- **AIM**: Change every "one dot per instance" in the data below to "a single point for each instance", and return all of the data with nothing else altered.

- **THE RECORDS**:
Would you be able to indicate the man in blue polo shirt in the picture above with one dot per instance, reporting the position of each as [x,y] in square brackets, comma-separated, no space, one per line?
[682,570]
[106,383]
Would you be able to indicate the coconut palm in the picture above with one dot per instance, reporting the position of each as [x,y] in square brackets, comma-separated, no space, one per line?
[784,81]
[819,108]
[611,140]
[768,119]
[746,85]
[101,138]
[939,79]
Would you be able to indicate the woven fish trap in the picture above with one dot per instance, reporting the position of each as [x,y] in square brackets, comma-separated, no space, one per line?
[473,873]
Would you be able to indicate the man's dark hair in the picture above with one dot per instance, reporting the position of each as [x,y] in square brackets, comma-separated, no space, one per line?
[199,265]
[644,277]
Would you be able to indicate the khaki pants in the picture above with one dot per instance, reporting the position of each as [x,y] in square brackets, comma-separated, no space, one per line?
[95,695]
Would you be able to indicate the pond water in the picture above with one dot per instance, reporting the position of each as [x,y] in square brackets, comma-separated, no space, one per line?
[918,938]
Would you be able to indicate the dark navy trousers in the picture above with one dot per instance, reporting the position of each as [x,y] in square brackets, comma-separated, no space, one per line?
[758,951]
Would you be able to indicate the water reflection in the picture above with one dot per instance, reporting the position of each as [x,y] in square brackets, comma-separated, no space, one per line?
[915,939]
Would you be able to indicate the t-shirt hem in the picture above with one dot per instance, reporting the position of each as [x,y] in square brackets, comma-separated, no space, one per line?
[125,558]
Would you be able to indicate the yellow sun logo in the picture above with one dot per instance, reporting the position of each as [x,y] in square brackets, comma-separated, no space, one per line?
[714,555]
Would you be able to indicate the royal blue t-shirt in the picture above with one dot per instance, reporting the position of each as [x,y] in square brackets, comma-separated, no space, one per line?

- **EXERCISE RESPONSE**:
Would you be able to indicate the man in blue polo shirt in the picture above with a single point for each instance, reporting the position of each as [x,y] in square brackets, comma-separated, no space, one per line?
[682,570]
[106,383]
Would you be able to indicate the coconut palm in the picture above with a single point for each instance, reporting the position of each as [x,y] in square brackets, comma-separated, no space, one per line?
[784,81]
[819,108]
[611,140]
[768,119]
[746,85]
[101,138]
[939,79]
Would you be able to indicate the woven fish trap in the picture above with a single point for each instance, reporting the position of each as [x,y] in square brackets, comma-separated, no space, one per line?
[473,873]
Would you be able to indicate the man's dark hair in the picture above with a single point for each instance, reporting the position of each as [x,y] in square brackets, comma-separated, no space, one per line?
[199,265]
[644,277]
Would you be able to indicate the khaki pants in the picture above with a single point for each instance, reporting the position of each as [x,y] in square brackets, comma-separated, no space, one per line?
[95,695]
Would you be able to indicate the pond water in the picture above with a single point for each instance, reporting the position of each as [x,y] in square brackets, comma-separated, no space, one per line?
[918,938]
Would you be able to indicate the dark navy trousers in the picture above with a single point for each instance, reporting the position of each as [x,y] in square brackets, comma-separated, no space, one per line?
[758,951]
Would you be able to indicate the water reflection in the picture above with a single point for each instance, reporting the position of each as [x,y] in square brackets, comma-separated, no space, one per line?
[915,939]
Would you be able to indicate the t-shirt hem in the picture above with a single point for each instance, reporting the position of each as [x,y] in square brackets, comma-separated, no space, one per line?
[125,558]
Would you be able to indicate the yellow sun logo in the picture above with a single point for each instance, reporting the position of each as [x,y] in square brackets, comma-separated, no space, one per line?
[714,555]
Would you be able to indicate the royal blue t-shirt in the picture above with a single point for each instance, reporting the position of each as [x,y] in square brackets, comma-separated, no space, one per line?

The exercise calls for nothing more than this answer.